**Brief:**
Your task is to repeat all of the data exactly while excluding the pictures.

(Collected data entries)

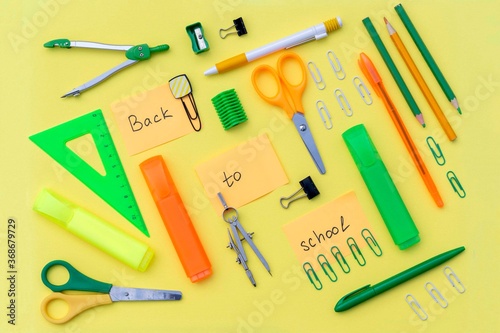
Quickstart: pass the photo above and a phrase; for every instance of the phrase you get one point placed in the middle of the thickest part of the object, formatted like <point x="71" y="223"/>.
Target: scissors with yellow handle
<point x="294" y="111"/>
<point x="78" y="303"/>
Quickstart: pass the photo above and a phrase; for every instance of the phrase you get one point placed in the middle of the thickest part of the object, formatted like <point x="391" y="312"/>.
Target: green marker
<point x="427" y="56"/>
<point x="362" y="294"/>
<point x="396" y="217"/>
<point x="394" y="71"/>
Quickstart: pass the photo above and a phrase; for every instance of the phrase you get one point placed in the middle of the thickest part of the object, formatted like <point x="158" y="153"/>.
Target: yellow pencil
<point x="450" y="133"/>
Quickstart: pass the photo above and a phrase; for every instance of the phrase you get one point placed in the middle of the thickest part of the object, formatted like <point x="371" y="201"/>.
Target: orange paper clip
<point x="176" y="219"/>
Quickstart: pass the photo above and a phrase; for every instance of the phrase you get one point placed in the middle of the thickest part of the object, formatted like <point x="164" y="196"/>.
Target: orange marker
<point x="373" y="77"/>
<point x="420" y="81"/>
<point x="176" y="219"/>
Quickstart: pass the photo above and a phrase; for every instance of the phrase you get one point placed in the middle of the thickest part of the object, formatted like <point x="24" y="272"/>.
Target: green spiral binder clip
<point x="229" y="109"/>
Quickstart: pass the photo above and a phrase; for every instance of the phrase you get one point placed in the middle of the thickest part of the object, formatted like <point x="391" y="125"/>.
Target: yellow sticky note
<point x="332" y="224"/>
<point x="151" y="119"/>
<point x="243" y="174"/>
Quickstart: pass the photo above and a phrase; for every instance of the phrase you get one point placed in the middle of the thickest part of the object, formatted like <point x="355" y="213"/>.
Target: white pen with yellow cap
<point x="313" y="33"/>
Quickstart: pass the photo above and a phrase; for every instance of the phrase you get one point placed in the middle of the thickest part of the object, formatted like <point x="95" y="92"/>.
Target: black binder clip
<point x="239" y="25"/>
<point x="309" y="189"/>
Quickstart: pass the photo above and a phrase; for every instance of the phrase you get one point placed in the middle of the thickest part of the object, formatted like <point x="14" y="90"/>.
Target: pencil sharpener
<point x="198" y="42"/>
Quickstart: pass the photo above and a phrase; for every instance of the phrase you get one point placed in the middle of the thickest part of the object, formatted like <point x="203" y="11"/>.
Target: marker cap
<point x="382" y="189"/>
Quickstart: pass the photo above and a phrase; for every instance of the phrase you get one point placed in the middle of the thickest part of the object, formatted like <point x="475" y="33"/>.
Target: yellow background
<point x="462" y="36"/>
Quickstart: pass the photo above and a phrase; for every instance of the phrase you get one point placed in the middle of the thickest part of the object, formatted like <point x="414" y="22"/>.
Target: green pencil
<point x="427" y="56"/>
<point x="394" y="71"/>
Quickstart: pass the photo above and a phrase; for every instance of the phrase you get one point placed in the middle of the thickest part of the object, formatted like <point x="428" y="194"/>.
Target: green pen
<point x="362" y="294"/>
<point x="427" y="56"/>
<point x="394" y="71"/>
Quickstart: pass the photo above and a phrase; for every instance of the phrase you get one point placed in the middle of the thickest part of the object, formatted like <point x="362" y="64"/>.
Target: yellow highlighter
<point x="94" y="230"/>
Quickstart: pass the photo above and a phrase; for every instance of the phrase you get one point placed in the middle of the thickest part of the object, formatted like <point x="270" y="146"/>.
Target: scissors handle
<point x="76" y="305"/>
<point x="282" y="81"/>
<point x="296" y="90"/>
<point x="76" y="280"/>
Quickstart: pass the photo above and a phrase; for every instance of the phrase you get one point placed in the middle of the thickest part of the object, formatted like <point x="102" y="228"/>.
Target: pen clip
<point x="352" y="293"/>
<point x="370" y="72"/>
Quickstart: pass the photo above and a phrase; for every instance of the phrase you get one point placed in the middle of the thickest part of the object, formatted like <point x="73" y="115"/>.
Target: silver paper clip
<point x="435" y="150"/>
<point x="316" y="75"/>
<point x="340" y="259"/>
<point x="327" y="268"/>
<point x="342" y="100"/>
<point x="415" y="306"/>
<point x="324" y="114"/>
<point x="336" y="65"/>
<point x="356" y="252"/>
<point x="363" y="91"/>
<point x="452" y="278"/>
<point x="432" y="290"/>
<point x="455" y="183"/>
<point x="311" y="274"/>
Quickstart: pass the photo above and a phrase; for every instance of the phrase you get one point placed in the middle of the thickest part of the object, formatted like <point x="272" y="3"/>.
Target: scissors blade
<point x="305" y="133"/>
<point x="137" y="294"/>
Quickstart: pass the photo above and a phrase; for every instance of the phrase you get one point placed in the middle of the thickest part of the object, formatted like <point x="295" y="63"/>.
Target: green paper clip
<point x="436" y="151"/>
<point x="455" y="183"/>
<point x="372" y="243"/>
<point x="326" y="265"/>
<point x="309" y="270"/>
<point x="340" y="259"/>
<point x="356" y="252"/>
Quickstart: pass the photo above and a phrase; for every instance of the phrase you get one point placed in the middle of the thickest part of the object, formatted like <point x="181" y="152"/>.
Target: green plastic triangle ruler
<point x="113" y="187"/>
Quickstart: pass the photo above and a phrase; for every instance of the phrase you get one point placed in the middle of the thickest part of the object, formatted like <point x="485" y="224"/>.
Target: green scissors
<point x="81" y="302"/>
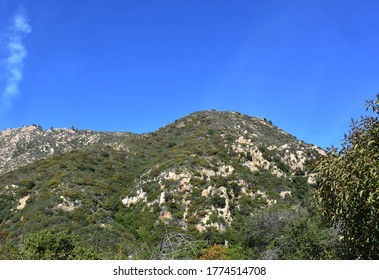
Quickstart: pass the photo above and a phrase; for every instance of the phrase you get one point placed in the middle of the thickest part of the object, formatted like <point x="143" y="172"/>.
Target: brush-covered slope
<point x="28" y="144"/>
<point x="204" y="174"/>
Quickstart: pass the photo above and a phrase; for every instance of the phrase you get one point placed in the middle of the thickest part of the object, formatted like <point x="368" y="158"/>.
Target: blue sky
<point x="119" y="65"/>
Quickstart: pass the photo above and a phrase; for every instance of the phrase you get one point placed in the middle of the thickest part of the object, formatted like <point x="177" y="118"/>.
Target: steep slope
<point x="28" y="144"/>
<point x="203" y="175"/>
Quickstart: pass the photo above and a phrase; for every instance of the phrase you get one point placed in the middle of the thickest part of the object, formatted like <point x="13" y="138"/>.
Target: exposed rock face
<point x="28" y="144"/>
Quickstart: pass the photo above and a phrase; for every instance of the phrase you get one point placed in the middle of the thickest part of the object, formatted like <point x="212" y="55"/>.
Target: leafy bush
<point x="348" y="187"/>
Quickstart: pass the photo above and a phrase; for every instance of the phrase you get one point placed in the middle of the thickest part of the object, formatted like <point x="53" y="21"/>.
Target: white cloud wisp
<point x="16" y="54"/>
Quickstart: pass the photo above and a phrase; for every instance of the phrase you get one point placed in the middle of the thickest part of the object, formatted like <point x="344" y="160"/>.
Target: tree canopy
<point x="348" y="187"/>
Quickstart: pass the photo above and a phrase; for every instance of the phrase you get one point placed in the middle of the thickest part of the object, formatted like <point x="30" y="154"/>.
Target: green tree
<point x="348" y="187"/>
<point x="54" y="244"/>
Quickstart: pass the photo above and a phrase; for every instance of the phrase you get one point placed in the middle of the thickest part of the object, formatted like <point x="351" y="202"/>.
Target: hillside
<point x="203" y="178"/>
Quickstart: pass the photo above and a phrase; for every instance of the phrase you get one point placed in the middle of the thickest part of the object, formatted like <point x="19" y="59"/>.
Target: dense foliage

**Exercise answer:**
Quickstart: pass the photo above and a phrase; for every instance of the phrase you get one point placed in the middle of the thickest part of the object, formatted like <point x="71" y="223"/>.
Target: scissors with yellow handle
<point x="294" y="111"/>
<point x="78" y="303"/>
Quickstart: pass the photo above and a phrase; for every instance of the phrase you get one point placed in the middle of the thickest part of the object, formatted like <point x="391" y="312"/>.
Target: green marker
<point x="427" y="56"/>
<point x="362" y="294"/>
<point x="396" y="217"/>
<point x="394" y="71"/>
Quickstart: pass the photo above and a phrase; for every instance of the phrase you get one point placed in the middle of the thickest part of the object, formatted like <point x="158" y="153"/>.
Target: yellow pencil
<point x="450" y="133"/>
Quickstart: pass the photo above and a phrase; for every instance of the phrase you get one point placed in the middle of the thickest part of the object, formatted like <point x="371" y="201"/>.
Target: orange paper clip
<point x="176" y="219"/>
Quickstart: pass the photo above and a phrase; for every instance of the phrase you get one point placed in the middle of the thickest part of the object, formatted like <point x="164" y="196"/>.
Target: orange marker
<point x="373" y="77"/>
<point x="420" y="81"/>
<point x="176" y="219"/>
Quickstart: pass the photo above and a phrase; for every instance of the phrase you get one point placed in the middle of the thickest part of the object, formatted like <point x="24" y="272"/>.
Target: green spiral binder clip
<point x="229" y="109"/>
Quickstart: pass the photo above and a phrase; for every instance of the phrase you get one point placed in the middle of the thickest part of the object, formatted like <point x="391" y="125"/>.
Target: yellow sticky note
<point x="332" y="224"/>
<point x="151" y="119"/>
<point x="243" y="174"/>
Quickstart: pass the photo above and a phrase; for every instance of the phrase you get one point placed in the middle of the thickest part of the object, formatted like <point x="355" y="213"/>.
Target: white pen with yellow cap
<point x="313" y="33"/>
Quickstart: pass the photo above and a phrase; for every instance of the phrase you get one point placed in the middle of the thickest part of the object, formatted like <point x="95" y="92"/>.
Target: black binder clip
<point x="239" y="25"/>
<point x="309" y="189"/>
Quickstart: pass the photo above and a phrase; for every instance of the phrase you get one point placed in the middle of the thickest part of the object, formatted like <point x="14" y="90"/>.
Target: pencil sharpener
<point x="198" y="42"/>
Quickstart: pass the photo above and a phrase; for every instance of the phrase you get one point placed in the middle of the thickest part of the object, formatted like <point x="203" y="11"/>.
Target: marker cap
<point x="382" y="189"/>
Quickstart: pass the photo above and a phrase; for every instance of the phrase you get one point placed in the middle of the thickest part of the object, formatted like <point x="475" y="33"/>.
Target: yellow background
<point x="462" y="36"/>
Quickstart: pass the photo above and a phrase; for every instance of the phrase you get one point placed in the middle of the thickest part of the object, formatted like <point x="414" y="22"/>.
Target: green pencil
<point x="427" y="56"/>
<point x="394" y="71"/>
Quickstart: pass the photo above and a phrase; for every instance of the phrase you get one point placed in the middle of the thickest part of the object, formatted like <point x="428" y="194"/>.
Target: green pen
<point x="362" y="294"/>
<point x="427" y="56"/>
<point x="394" y="71"/>
Quickstart: pass the photo above and a phrase; for every instance of the phrase you get one point placed in the middle of the thickest part of the object, formatted like <point x="362" y="64"/>.
Target: yellow highlighter
<point x="94" y="230"/>
Quickstart: pass the photo above and a phrase; for every instance of the phrase you get one point placed in the middle of the thickest part of the object, formatted like <point x="270" y="146"/>.
Target: scissors handle
<point x="76" y="305"/>
<point x="282" y="81"/>
<point x="296" y="90"/>
<point x="76" y="280"/>
Quickstart: pass the photo above and a phrase; for every instance of the phrase you get one point placed in the middle of the thickest part of the object, formatted like <point x="102" y="228"/>.
Target: pen clip
<point x="352" y="293"/>
<point x="370" y="72"/>
Quickstart: pass the photo above and a phrase; for every instance of the phrase you get one point placed in the middle of the thickest part of the object, formatted like <point x="73" y="115"/>.
Target: silver paper clip
<point x="435" y="150"/>
<point x="316" y="75"/>
<point x="340" y="259"/>
<point x="327" y="268"/>
<point x="342" y="100"/>
<point x="415" y="306"/>
<point x="324" y="114"/>
<point x="336" y="65"/>
<point x="356" y="252"/>
<point x="363" y="91"/>
<point x="452" y="278"/>
<point x="432" y="290"/>
<point x="455" y="183"/>
<point x="311" y="274"/>
Quickstart: pass the photo above and a phrase; for every instance of the phrase you get one point placed in the middle of the thickest part of the object, formatted like <point x="272" y="3"/>.
Target: scissors blade
<point x="305" y="133"/>
<point x="137" y="294"/>
Quickstart: pass the photo above and a phrase; for every instance of the phrase you get one point placed in the middle of the thickest part of the object, formatted like <point x="295" y="63"/>.
Target: green paper clip
<point x="436" y="151"/>
<point x="455" y="183"/>
<point x="372" y="243"/>
<point x="326" y="265"/>
<point x="309" y="270"/>
<point x="340" y="259"/>
<point x="356" y="252"/>
Quickstart: pass the photo above and a phrase; for every instance of the phrase you get one point placed in the middle of the thickest part of the object, formatted like <point x="181" y="152"/>.
Target: green plastic triangle ruler
<point x="113" y="187"/>
Quickstart: pass the photo above and a phrase; for every instance of the phrase you get one point placed in the middle of the thickest part of the object, formatted like <point x="485" y="224"/>.
Target: green scissors
<point x="81" y="302"/>
Quickstart: pass the photo above and a phrase; for every instance of the phrase you get one point placed in the middle of the thickest part of the object, formatted like <point x="143" y="172"/>.
Target: brush-covered slope
<point x="28" y="144"/>
<point x="204" y="174"/>
Quickstart: pass the photo above and a phrase; for every instance of the phrase you get one point placed in the middle of the thickest part of the object, formatted like <point x="368" y="158"/>.
Target: blue sky
<point x="119" y="65"/>
Quickstart: pass the photo above and a phrase; for every instance of the phrase you get one point placed in the middle of the thickest part of the object, formatted like <point x="177" y="118"/>.
Target: steep slope
<point x="28" y="144"/>
<point x="203" y="175"/>
Quickstart: pass the photo above and a phrase; for every instance of the phrase you get one point placed in the middle of the thickest part of the object, formatted like <point x="13" y="138"/>.
Target: exposed rock face
<point x="28" y="144"/>
Quickstart: pass the photo above and a phrase; for every instance of the phrase you get one point placed in the middle of the thickest part of the object, formatted like <point x="212" y="55"/>.
Target: leafy bush
<point x="348" y="187"/>
Quickstart: pass the photo above and a phrase; for every instance of the phrase you get one point placed in the middle of the thickest part of the object, formatted like <point x="53" y="21"/>.
Target: white cloud wisp
<point x="16" y="54"/>
Quickstart: pass the photo above and a phrase; for every instance of the phrase you get one point placed in the middle of the thickest part of the object, formatted like <point x="344" y="160"/>.
Target: tree canopy
<point x="348" y="187"/>
Quickstart: pass the photo above and a phrase; for every instance of the phrase you get one point placed in the middle of the thickest part of the object, formatted like <point x="30" y="154"/>.
Target: green tree
<point x="348" y="187"/>
<point x="54" y="244"/>
Quickstart: pass the photo above and a phrase; for every instance of the phrase you get one point placed in the middle of the thickest part of the object, formatted like <point x="351" y="202"/>.
Target: hillside
<point x="203" y="178"/>
Quickstart: pass the photo above and a phrase; for every instance of the phrase you get one point placed in the middle of the thickest part of the object, formatted like <point x="19" y="59"/>.
Target: dense foliage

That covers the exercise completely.